## begin EXTRACTED INFORMATION

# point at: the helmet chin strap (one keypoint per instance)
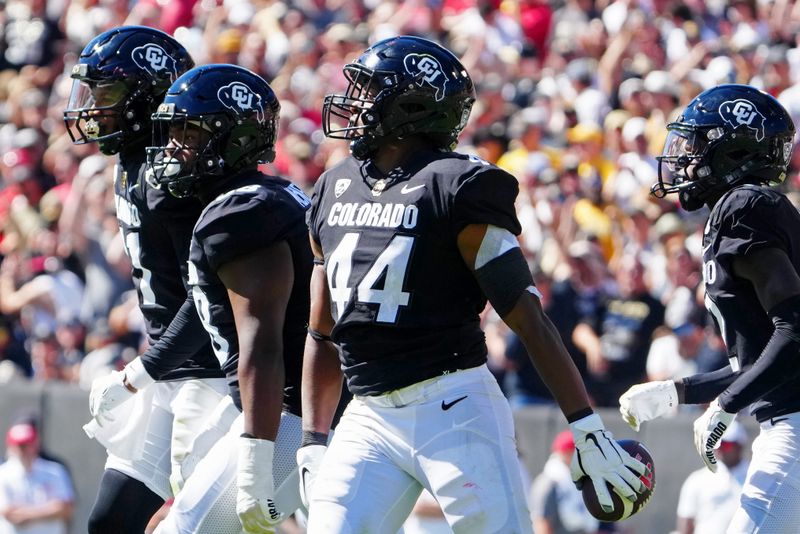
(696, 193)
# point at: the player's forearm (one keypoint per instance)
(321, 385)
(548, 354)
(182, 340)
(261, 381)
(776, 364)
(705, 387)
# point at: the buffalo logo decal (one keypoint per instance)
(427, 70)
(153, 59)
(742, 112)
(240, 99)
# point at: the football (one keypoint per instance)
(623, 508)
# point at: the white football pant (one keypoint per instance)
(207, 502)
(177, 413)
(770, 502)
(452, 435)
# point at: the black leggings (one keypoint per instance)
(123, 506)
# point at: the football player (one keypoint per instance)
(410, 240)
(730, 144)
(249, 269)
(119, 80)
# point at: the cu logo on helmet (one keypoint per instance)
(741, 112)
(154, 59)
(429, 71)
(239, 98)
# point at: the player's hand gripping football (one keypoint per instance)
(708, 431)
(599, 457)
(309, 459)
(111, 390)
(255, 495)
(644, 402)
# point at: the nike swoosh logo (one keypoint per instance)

## end EXTRACTED INFORMATION

Copy all of the rows above word for word, leaving out the picture.

# point at: the helmet chin strap (one keypoint per instance)
(696, 193)
# point at: the player's forearm (one keypoint per instance)
(321, 385)
(548, 354)
(182, 340)
(261, 381)
(776, 364)
(705, 387)
# point at: the buffalo logo decal (one keypoint per instance)
(427, 70)
(153, 59)
(742, 112)
(240, 99)
# point at: the football (one keypoint per instance)
(623, 508)
# point at: the white football pant (one keypoint per instance)
(207, 502)
(177, 413)
(770, 502)
(452, 435)
# point at: the black leggings (one keypoint per instance)
(123, 506)
# point at: the football player (one keypoint per instance)
(410, 240)
(730, 144)
(249, 269)
(119, 80)
# point at: the cu logo on helmet (one keypoint per instance)
(741, 112)
(154, 59)
(429, 71)
(239, 98)
# point at: the player's hand gripping football (one keypoint per instance)
(708, 431)
(599, 457)
(309, 459)
(111, 390)
(255, 495)
(644, 402)
# point at: the nike swoosh logo (one keypoint per instance)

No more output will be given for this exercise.